_STATED TASK_: Extract each line of the rows below that contains the string "Example", matching case exactly.

_GIVEN RECORDS_:
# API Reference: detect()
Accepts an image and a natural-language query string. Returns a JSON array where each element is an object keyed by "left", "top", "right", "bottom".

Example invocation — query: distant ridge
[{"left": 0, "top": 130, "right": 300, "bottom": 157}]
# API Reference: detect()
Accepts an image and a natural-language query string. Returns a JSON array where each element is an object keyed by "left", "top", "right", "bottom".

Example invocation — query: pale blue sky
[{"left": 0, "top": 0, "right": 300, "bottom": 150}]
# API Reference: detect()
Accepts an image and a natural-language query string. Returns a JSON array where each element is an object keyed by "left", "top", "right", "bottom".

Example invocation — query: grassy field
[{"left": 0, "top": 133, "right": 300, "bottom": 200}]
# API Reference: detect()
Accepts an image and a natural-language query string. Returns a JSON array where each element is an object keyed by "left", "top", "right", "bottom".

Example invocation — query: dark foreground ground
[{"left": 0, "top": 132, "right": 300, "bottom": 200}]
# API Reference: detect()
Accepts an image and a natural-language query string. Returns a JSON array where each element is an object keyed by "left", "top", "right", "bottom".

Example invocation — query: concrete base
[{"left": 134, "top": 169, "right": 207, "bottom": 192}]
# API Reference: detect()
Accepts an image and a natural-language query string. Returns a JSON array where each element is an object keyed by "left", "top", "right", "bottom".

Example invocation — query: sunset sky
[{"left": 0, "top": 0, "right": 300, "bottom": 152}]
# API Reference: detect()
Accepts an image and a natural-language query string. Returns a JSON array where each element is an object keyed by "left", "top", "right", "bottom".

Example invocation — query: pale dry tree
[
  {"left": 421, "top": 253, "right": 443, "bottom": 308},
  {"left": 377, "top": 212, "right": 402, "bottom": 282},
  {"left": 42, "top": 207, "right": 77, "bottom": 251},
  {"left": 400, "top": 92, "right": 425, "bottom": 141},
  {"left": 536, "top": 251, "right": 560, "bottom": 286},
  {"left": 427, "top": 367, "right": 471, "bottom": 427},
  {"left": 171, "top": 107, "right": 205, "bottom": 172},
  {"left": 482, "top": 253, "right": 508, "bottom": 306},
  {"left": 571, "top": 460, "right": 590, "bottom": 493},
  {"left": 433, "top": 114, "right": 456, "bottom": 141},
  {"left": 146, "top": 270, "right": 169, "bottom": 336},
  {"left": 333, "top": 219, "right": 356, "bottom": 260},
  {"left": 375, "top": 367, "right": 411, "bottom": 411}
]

_FINAL RESULT_:
Example invocation — query: distant ridge
Example invocation — query: pale blue sky
Example invocation — query: grassy field
Example invocation — query: dark foreground ground
Example invocation — query: concrete base
Example invocation — query: sunset sky
Example invocation — query: pale dry tree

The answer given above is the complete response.